- [What is required]: Please filter the data below down to the lines holding the string "clock".

++++++++++

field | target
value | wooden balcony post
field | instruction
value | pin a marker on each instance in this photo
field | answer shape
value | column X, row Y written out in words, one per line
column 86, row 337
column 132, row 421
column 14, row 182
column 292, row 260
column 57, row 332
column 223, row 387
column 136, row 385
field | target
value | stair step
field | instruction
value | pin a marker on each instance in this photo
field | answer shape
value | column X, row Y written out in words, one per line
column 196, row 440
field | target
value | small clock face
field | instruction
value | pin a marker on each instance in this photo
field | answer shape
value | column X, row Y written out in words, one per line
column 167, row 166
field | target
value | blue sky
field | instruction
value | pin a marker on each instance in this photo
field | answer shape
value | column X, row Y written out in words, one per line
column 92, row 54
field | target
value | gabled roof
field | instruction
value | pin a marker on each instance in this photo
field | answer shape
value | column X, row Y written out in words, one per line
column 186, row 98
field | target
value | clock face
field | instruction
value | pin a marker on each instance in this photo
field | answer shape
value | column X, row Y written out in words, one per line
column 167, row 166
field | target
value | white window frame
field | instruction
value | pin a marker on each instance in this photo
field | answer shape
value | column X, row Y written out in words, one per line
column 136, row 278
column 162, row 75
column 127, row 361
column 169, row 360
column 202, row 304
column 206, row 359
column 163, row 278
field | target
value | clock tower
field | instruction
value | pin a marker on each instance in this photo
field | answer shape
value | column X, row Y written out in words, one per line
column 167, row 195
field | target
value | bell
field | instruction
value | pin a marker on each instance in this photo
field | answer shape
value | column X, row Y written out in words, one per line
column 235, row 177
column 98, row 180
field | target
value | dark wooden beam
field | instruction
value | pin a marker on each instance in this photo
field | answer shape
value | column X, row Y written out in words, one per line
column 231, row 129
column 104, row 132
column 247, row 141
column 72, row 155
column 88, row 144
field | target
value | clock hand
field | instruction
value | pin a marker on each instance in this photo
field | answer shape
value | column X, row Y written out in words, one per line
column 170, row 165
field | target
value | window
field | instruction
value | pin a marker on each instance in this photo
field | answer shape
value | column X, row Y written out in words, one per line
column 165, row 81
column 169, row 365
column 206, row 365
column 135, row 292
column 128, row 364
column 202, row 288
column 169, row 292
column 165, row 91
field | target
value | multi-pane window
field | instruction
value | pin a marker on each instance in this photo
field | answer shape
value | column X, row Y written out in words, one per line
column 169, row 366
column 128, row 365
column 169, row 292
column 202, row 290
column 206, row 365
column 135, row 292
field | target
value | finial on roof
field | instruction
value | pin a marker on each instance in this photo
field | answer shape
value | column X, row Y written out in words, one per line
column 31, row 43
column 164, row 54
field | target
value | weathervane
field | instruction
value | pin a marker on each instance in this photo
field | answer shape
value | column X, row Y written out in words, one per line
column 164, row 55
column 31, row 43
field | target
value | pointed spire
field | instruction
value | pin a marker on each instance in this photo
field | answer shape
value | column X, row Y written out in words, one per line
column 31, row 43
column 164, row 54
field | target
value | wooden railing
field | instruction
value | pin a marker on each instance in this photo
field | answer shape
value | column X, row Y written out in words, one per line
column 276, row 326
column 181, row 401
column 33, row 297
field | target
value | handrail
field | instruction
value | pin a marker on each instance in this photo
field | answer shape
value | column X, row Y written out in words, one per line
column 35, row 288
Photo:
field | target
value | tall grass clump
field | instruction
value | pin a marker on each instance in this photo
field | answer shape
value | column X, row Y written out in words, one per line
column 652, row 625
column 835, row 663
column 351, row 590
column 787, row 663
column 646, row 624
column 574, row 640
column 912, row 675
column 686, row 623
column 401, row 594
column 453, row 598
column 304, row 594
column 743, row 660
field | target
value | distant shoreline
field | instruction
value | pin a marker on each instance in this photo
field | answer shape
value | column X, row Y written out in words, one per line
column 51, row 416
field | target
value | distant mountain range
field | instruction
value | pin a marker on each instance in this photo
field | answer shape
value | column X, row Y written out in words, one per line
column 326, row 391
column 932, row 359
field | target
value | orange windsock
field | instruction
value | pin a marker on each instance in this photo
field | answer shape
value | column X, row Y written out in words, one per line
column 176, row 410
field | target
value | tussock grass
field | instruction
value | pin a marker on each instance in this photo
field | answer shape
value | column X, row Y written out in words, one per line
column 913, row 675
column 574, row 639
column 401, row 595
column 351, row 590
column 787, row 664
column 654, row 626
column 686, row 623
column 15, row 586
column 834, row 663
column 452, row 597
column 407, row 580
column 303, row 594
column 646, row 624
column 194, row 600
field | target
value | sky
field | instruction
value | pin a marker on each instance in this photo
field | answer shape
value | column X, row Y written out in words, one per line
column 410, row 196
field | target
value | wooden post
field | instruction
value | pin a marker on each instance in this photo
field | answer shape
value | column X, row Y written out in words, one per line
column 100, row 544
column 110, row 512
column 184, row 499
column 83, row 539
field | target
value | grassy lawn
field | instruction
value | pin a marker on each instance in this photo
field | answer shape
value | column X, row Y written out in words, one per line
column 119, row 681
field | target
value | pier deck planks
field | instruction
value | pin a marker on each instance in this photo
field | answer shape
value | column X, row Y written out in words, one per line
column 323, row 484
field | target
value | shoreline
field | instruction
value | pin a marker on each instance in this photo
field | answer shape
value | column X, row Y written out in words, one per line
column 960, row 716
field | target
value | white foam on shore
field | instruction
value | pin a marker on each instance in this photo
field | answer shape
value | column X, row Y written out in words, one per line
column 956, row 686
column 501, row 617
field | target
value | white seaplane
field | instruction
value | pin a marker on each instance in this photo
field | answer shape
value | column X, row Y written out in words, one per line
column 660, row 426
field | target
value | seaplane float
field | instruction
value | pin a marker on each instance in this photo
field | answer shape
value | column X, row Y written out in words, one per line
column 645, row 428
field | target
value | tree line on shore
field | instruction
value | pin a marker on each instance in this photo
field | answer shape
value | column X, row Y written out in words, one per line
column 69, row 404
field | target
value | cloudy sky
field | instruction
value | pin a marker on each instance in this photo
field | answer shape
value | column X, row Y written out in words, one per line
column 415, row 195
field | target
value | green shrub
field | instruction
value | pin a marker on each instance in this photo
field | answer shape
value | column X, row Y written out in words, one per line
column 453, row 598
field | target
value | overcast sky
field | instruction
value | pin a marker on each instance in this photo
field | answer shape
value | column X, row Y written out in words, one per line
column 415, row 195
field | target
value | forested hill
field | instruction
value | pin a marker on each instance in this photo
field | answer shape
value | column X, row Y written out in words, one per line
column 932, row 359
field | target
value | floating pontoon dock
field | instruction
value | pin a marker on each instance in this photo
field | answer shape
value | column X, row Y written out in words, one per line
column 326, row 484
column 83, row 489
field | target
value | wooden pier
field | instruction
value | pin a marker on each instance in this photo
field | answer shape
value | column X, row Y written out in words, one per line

++++++++++

- [Exercise solution]:
value | small clock face
value | clock face
value | clock tower
value | clock hand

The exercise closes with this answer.